一冊は『七星九曜十二宮廿八宿等種印言』と題されたもの。

(用紙はタテ横16.5cmのほぼ正方形)

表紙を含め全14丁の和紙を糊付けした薄い冊子体のもので、後述のように、今から370年前、江戸時代前期の慶安2年(1649)に筆写されたものです。筆写したのは、表紙に見える「長怡房(ちょういぼう)祐勢」という僧侶。

(題名の前にある「三宝院簿」の意味が判然としませんが、この写本のオリジナルが、京都の真言寺院、醍醐寺三宝院に由来することを意味するのかな…と想像します。)

その中身はというと、題名のとおり、神格化された北斗七星、九曜(5大惑星+日月+羅睺と計都)、それに十二宮と二十八宿の各星座について、それぞれに対応した、種子(諸尊をシンボライズした梵字)・印相(手指で結ぶ印の形)・真言(梵語による唱句)を列記したものです。要は、密教の修法の一として、星に祈る際のコンサイスマニュアル。

羅睺と計都は、日食・月食を引き起こす原因として想定された仮想天体です。)

(日曜(太陽)はやっぱり大した存在らしく、祈りを捧げるときも、指を盛んにくねくねさせて、ノーマクアーラータンノータラヤー…と、唱え事も長いです。)

(これが十二宮になると、その他大勢的な感じになって、文句もごくあっさり。なお、左から二番目の「男女」は今でいう双児宮、星座を当てればふたご座です)

# # # # #

** 指示 **
上の抜粋箇所から、「(題名の前にある「三宝院簿」」から「羅睺と計都は、日食・月食を引き起こす原因として想定された仮想天体です。)」までのすべてを一字一句違えずに書き写してください。

** データ行 **
# # # # #

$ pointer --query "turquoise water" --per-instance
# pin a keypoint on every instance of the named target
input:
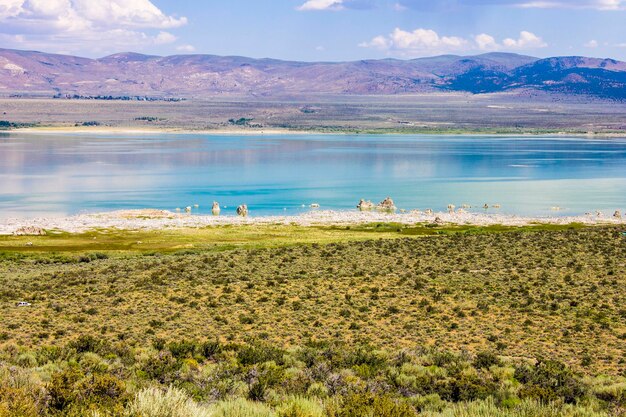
(55, 174)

# # # # #

** この指示の解答 **
(題名の前にある「三宝院簿」の意味が判然としませんが、この写本のオリジナルが、京都の真言寺院、醍醐寺三宝院に由来することを意味するのかな…と想像します。)

その中身はというと、題名のとおり、神格化された北斗七星、九曜(5大惑星+日月+羅睺と計都)、それに十二宮と二十八宿の各星座について、それぞれに対応した、種子(諸尊をシンボライズした梵字)・印相(手指で結ぶ印の形)・真言(梵語による唱句)を列記したものです。要は、密教の修法の一として、星に祈る際のコンサイスマニュアル。

羅睺と計都は、日食・月食を引き起こす原因として想定された仮想天体です。)